***** DOCUMENT TEXT

Users must see the same variant on every visit (sticky assignment by user ID or cookie)
Allocation must be balanced across time of day and day of week
Never change allocation mid-test

Step 5: Running the Test

Pre-Launch Checklist

Hypothesis documented with primary metric and minimum detectable effect
Sample size calculated, expected duration estimated
Both variants implemented and QA'd on all device types
Tracking verified (events fire correctly for both variants)
No other tests running on the same page/feature
Stakeholders informed of test duration and "no peeking" rule
External factor calendar checked (no major launches, holidays, press)

During the Test

DO:

Monitor for technical errors (variant not rendering, tracking broken)
Check that traffic split is balanced daily
Document any external events that might affect results

DO NOT:

Look at results before reaching sample size ("peeking problem")
Make changes to either variant
Add traffic from new sources mid-test
Stop the test early because one variant "looks like it's winning"

The Peeking Problem (Critical)

Looking at results before reaching the planned sample size and stopping because one variant looks better leads to a 25-40% false positive rate (vs the intended 5%).

Why: Statistical significance fluctuates wildly with small samples. A variant can show p < 0.05 at 20% of planned sample size and p > 0.30 at full sample.

Solutions:

Pre-commit to sample size and do not check results until reached
If you must monitor: use sequential testing methods (group sequential design, always-valid p-values)
Set calendar reminder for expected completion date -- that is when you look

Step 6: Analysis

Analysis Checklist

Did we reach planned sample size? If not, results are preliminary only.
Is it statistically significant? p < 0.05 = 95% confidence the difference is real.
What's the confidence interval? Tells you the range of likely true effect.
Is the effect size meaningful? A 0.1% lift that's "significant" may not be worth implementing.
Are secondary metrics consistent? Do they support the primary result?
Any guardrail violations? Did anything get worse?
Segment analysis: Different results for mobile vs desktop? New vs returning?

Interpreting Results

Result	Primary Metric	Confidence	Action
Clear winner	Variant +15%, p < 0.01	High	Implement variant
Modest winner	Variant +5%, p < 0.05	Medium	Implement if easy, else run longer
Flat	< 2% difference, p > 0.20	High (no effect)	Keep control, test something bolder
Loser	Variant -10%, p < 0.05	High	Keep control, investigate why
Inconclusive	5% difference, p = 0.08	Low	Need more traffic or bolder test
Mixed signals	Primary up, guardrail down	Investigate	Dig into segments, do not ship blindly

Common Analysis Mistakes

Mistake	Consequence	Prevention
Stopping at first significance	25-40% false positive rate	Commit to sample size
Cherry-picking segments	Finding "winners" that don't replicate	Pre-register segments of interest
Ignoring confidence intervals	Overestimating effect size	Always report CI alongside p-value
Multiple comparisons	Inflated Type I error	Bonferroni correction for A/B/n
Survivorship bias	Only analyzing users who completed flow	Include all users from assignment point
Simpson's paradox	Aggregate hides segment reversal	Always check key segments

Step 7: Documentation

Every test must be documented, regardless of outcome.

**********
***** STUDY MATERIAL

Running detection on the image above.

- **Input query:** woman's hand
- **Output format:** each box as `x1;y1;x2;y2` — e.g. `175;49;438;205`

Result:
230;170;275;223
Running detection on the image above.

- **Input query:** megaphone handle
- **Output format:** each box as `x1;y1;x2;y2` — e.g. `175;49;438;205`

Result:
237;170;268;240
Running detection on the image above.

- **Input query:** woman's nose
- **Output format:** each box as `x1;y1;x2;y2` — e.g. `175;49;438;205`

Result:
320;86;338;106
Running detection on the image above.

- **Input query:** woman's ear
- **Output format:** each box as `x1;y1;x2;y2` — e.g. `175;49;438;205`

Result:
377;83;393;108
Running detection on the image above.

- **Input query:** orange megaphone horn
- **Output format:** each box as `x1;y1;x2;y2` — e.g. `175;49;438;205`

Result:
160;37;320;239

**********

**ACTIVITY LIST**
1. In the A/B testing guide, list every result category named in the "Interpreting Results" table.
2. Print the part of the A/B testing guide that begins at the words "Common Analysis Mistakes" and stops after the words "regardless of outcome.".
3. Carry on the A/B testing guide from its last sentence.
These rows have no connection to the A/B testing guide.

**ANSWERS BY TASK**
1.
Clear winner
Modest winner
Flat
Loser
Inconclusive
Mixed signals

2.
Common Analysis Mistakes

Mistake	Consequence	Prevention
Stopping at first significance	25-40% false positive rate	Commit to sample size
Cherry-picking segments	Finding "winners" that don't replicate	Pre-register segments of interest
Ignoring confidence intervals	Overestimating effect size	Always report CI alongside p-value
Multiple comparisons	Inflated Type I error	Bonferroni correction for A/B/n
Survivorship bias	Only analyzing users who completed flow	Include all users from assignment point
Simpson's paradox	Aggregate hides segment reversal	Always check key segments

Step 7: Documentation

Every test must be documented, regardless of outcome.

3.
Test Documentation Template

EXPERIMENT: [Name]
DATE: [Start] to [End]
OWNER: [Name]

HYPOTHESIS:
Because [observation], we believed [change] would cause [outcome] for [audience].

VARIANTS:
- Control: [description]
- Variant: [description + screenshot]

METRICS:
- Primary: [metric] (baseline: [X]%, MDE: [Y]%)
- Secondary: [metrics]
- Guardrails: [metrics]

RESULTS:
- Sample size: [actual] / [planned]
- Duration: [X] days
- Primary metric: Control [X]% vs Variant [Y]% (p = [Z], CI: [range])
- Secondary metrics: [results]
- Guardrails: [all clear / violation noted]

DECISION: [Ship variant / Keep control / Iterate]

LEARNINGS:
- [What we learned about our users]
- [What we'd do differently next time]

Experiment Prioritization Framework

ICE Scoring

Factor	Score (1-10)	Question
Impact	How much will this move the metric?	Big change to primary KPI = 10
Confidence	How sure are we it will work?	Strong data supporting hypothesis = 10
Ease	How easy is it to implement and measure?	Can ship in a day = 10

ICE Score = (Impact + Confidence + Ease) / 3

Rank all test ideas by ICE score. Run highest first.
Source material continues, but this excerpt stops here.